▸ Your task
Return the lines below unchanged, beginning at the line that contains "Every <instance> block" and stopping after the line that contains "571L372 579L371 600L382".

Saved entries
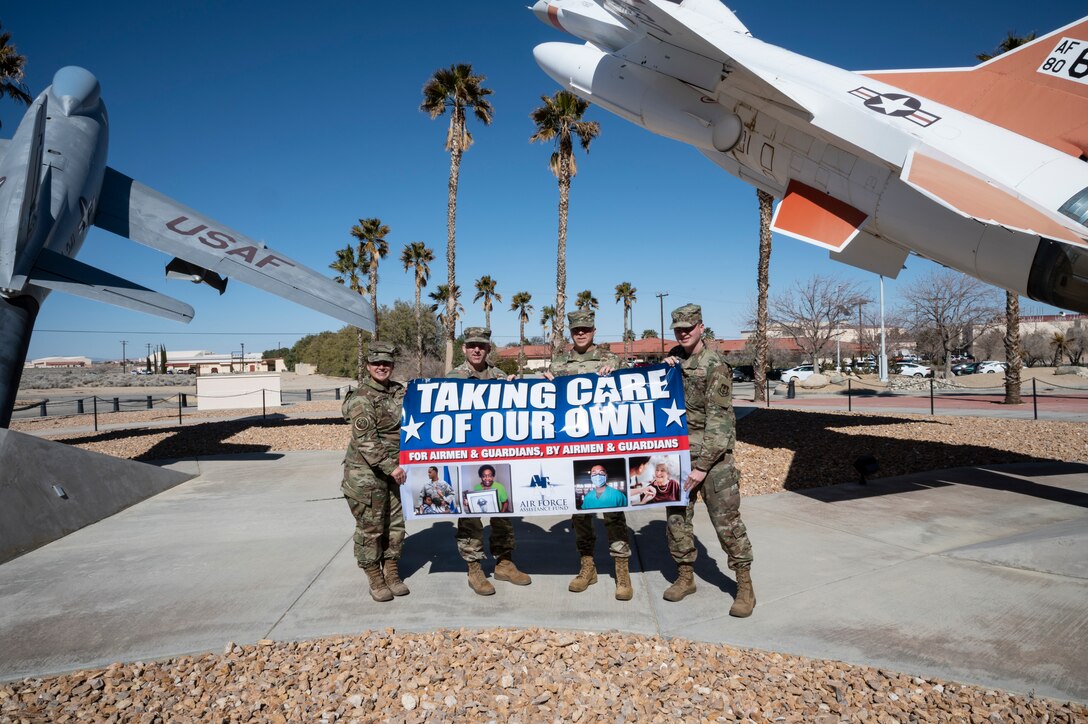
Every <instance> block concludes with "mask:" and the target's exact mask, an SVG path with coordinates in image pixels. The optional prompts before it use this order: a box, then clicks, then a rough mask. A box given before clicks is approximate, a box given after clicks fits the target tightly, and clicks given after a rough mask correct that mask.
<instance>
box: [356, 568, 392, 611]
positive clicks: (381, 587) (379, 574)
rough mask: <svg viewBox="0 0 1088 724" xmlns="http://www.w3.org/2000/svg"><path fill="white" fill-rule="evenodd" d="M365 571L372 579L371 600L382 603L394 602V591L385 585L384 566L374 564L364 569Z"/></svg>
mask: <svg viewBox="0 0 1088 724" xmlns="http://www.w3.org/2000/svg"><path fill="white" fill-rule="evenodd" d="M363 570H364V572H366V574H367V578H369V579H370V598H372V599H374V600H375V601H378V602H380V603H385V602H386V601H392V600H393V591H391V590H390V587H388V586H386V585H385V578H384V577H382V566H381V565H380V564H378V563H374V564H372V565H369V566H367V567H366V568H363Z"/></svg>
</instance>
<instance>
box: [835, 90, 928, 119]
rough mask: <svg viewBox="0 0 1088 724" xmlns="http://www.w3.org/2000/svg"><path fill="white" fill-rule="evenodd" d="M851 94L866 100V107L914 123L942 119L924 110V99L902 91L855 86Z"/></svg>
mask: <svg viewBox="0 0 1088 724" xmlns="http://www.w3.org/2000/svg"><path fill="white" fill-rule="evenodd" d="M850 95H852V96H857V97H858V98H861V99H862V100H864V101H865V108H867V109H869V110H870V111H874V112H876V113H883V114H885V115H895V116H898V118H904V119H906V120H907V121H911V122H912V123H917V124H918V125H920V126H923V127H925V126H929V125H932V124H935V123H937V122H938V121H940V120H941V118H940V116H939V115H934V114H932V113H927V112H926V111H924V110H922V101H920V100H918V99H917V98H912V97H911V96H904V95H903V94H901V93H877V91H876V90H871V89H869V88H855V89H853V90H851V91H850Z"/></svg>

==

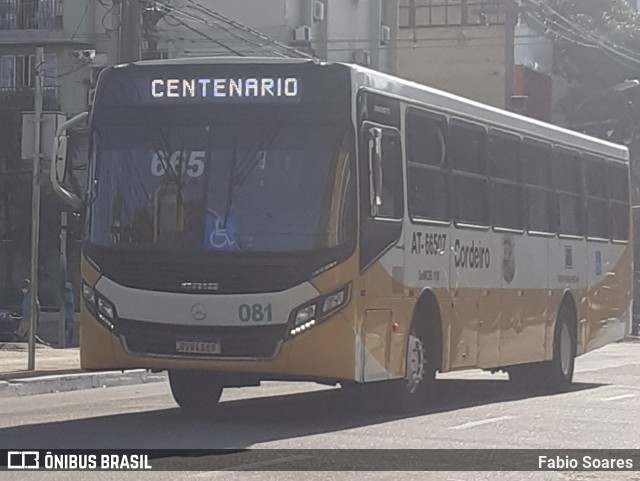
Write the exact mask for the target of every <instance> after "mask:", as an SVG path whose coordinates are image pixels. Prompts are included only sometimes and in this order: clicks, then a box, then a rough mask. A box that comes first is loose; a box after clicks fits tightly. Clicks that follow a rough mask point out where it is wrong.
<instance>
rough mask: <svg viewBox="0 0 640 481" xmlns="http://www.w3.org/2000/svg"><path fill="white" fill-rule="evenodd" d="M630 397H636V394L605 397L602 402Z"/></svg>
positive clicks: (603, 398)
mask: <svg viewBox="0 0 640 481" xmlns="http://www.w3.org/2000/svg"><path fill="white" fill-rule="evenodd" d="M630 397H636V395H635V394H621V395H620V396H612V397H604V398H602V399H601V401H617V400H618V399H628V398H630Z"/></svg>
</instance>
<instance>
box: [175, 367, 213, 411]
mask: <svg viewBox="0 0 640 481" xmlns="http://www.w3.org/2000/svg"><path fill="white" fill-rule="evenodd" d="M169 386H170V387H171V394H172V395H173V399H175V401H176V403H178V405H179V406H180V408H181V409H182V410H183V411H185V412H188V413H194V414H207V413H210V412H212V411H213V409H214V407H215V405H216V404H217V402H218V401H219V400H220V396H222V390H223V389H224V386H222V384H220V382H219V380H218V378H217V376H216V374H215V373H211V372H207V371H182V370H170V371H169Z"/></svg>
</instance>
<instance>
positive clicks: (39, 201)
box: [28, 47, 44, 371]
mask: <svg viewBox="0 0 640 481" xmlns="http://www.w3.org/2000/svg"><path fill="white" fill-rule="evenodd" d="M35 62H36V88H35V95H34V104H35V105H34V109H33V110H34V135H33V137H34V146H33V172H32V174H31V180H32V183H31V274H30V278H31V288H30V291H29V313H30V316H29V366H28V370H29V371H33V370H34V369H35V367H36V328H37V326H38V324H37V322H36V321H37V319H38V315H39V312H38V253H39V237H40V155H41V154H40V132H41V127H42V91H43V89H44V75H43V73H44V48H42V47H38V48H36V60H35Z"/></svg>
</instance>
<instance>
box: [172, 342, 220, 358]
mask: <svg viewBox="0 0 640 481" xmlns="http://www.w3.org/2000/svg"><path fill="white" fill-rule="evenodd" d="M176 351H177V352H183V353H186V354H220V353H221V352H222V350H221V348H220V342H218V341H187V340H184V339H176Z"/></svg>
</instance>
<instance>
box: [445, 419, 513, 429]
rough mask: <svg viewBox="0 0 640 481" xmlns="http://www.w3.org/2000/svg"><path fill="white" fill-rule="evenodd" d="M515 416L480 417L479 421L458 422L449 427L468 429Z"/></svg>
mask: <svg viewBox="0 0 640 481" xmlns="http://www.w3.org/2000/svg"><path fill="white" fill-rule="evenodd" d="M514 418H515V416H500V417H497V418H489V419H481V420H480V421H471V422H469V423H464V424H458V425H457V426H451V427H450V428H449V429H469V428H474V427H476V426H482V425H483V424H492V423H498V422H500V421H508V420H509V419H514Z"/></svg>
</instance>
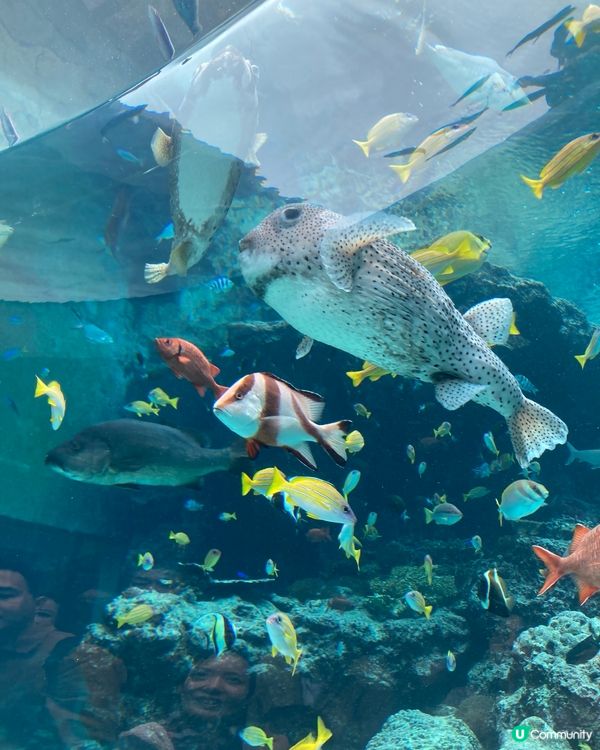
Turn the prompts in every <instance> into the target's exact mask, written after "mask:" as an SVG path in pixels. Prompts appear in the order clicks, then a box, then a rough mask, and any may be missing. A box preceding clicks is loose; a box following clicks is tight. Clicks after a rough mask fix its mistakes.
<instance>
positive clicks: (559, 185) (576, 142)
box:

▸ Result for this exercise
Every <instance> block concludes with "mask:" and the target's exact mask, an SVG path with coordinates in image pixels. The optional prompts before it use this order: a box, then clicks, then a rough mask. A box given before clicks is approximate, a box given after clicks fits the target tightly, and clicks given after a rough mask correct that mask.
<instance>
box: [356, 568, 392, 611]
positive clicks: (381, 587) (379, 574)
rough mask: <svg viewBox="0 0 1088 724" xmlns="http://www.w3.org/2000/svg"><path fill="white" fill-rule="evenodd" d="M365 571L372 579L371 600L382 603L394 602V591L385 585L384 566L374 564L364 569Z"/></svg>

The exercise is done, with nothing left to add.